* TO BE DONE: In the description of the novel Kelroy below, find the passage that begins with the words "Kelroy, a nearly-forgotten" and ends after the words "early American literature.". Write out that passage word for word.

* EXCERPT PROVIDED:
+---+

Kelroy, a nearly-forgotten 1812 novel by Rebecca Rush, combines the refinement of the novel of manners with the Gothic novel’s hidden evil to tell the story of the star-crossed lovers Emily Hammond and the romantic Kelroy, whose romance is doomed by the machinations of Emily’s mother. Set in the elite world of Philadelphia’s Atlantic Rim society, Kelroy transcends the genre of sentimental romance to expose the financial pressures that motivate Mrs. Hammond’s gambles. As she sacrifices her daughter to maintain the appearance of urbane wealth, Mrs. Hammond emerges as one of the most compellingly detestable figures in early American literature.
Appendices include materials on gender, economics, and marriage; games and dancing; and gambling and the lottery in early urban America. A group of illustrations of early-nineteenth-century Philadelphia is also included.

+---+

* RECORDS:

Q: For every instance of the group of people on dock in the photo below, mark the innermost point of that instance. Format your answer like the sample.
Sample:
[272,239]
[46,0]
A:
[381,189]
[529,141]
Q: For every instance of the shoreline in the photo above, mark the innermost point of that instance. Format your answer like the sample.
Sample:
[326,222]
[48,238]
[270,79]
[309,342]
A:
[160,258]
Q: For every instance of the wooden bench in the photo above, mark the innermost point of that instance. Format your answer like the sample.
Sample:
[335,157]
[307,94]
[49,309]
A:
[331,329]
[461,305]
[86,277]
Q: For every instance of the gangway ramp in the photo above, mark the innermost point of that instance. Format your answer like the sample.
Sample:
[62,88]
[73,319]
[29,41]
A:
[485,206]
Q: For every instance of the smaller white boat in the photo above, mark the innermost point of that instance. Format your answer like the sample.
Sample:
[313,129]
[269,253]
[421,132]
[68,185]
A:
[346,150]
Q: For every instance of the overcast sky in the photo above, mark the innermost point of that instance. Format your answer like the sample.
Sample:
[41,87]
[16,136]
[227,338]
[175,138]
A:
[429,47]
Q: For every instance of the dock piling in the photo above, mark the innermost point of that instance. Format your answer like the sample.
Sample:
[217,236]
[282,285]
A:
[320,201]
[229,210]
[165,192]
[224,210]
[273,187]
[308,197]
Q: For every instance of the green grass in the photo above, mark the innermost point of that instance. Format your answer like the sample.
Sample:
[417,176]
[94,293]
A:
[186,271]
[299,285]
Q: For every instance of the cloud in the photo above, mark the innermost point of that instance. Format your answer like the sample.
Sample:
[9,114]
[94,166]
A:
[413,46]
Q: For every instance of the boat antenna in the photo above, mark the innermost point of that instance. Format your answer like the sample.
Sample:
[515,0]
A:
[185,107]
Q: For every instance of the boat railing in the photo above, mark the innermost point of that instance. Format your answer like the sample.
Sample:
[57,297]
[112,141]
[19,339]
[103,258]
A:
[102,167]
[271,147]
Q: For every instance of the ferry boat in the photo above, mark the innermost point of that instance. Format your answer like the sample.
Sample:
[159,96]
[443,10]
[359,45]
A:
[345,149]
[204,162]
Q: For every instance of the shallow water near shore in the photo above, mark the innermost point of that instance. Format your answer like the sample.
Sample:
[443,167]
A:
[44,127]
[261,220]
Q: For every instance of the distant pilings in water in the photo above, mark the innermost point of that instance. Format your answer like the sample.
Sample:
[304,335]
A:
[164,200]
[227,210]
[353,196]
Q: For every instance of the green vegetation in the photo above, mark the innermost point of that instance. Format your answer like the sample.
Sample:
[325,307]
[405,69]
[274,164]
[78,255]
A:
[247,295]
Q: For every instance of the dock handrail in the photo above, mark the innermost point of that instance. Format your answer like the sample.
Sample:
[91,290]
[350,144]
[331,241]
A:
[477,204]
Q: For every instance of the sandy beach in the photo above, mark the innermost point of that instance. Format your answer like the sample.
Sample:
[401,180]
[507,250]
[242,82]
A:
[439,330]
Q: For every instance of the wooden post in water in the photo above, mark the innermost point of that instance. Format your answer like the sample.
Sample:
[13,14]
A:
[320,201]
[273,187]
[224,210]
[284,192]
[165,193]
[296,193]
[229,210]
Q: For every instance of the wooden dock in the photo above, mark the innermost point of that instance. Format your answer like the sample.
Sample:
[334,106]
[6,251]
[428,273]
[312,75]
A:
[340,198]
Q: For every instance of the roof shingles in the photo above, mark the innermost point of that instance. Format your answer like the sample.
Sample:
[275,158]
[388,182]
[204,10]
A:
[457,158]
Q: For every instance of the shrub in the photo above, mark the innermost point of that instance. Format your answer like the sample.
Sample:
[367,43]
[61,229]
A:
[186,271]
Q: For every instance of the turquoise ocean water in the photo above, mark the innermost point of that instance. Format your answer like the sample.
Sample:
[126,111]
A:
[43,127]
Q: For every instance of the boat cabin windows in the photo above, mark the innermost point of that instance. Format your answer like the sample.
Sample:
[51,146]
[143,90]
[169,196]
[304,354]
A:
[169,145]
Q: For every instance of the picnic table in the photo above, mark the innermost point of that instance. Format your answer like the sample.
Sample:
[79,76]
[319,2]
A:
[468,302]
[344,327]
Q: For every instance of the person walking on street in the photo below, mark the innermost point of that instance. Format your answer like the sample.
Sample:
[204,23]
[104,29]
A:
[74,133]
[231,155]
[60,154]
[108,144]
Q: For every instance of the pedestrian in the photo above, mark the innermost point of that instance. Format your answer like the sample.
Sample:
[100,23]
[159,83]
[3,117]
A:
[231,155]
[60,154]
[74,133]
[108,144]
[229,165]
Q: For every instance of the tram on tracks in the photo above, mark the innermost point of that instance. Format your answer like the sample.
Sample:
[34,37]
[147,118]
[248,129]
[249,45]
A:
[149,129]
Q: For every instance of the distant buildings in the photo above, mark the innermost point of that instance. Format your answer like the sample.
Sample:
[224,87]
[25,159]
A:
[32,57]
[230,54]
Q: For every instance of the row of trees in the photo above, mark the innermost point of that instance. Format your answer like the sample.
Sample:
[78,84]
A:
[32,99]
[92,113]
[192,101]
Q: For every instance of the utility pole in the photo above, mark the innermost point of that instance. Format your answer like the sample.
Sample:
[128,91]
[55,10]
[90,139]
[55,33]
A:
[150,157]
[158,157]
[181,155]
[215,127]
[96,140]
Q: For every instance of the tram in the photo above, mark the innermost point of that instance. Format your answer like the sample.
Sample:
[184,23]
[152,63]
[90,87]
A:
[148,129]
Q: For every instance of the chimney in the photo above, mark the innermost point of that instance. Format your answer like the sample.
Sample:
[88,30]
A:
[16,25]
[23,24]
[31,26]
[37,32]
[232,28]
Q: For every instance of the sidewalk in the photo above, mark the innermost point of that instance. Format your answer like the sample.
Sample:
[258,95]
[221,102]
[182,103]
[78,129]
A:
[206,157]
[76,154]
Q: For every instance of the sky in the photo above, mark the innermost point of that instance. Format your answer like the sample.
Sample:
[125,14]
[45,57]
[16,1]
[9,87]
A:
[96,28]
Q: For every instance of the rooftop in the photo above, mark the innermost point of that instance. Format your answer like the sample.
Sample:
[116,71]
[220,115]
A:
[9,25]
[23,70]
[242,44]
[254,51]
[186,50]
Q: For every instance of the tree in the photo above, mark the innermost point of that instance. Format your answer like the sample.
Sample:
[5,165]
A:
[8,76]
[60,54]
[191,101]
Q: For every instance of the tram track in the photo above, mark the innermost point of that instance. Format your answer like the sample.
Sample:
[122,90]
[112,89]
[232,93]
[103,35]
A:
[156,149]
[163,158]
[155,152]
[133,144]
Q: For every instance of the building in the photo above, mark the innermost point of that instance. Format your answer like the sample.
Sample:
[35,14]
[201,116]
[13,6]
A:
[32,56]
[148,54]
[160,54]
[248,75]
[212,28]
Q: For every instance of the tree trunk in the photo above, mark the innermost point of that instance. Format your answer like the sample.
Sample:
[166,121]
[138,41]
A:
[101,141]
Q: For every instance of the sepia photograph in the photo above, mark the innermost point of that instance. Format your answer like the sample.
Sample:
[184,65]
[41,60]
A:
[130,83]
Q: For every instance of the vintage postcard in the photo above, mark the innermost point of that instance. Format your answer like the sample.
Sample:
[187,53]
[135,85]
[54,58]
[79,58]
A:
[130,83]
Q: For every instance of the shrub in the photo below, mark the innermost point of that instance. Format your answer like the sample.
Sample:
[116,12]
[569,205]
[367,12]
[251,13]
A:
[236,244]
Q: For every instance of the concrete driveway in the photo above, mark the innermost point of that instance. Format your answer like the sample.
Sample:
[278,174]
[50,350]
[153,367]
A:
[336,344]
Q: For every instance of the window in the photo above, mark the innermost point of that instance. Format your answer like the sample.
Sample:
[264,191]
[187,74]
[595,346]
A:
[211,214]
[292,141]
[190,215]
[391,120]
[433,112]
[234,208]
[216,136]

+---+

* SOLVED EXERCISE:
Kelroy, a nearly-forgotten 1812 novel by Rebecca Rush, combines the refinement of the novel of manners with the Gothic novel’s hidden evil to tell the story of the star-crossed lovers Emily Hammond and the romantic Kelroy, whose romance is doomed by the machinations of Emily’s mother. Set in the elite world of Philadelphia’s Atlantic Rim society, Kelroy transcends the genre of sentimental romance to expose the financial pressures that motivate Mrs. Hammond’s gambles. As she sacrifices her daughter to maintain the appearance of urbane wealth, Mrs. Hammond emerges as one of the most compellingly detestable figures in early American literature.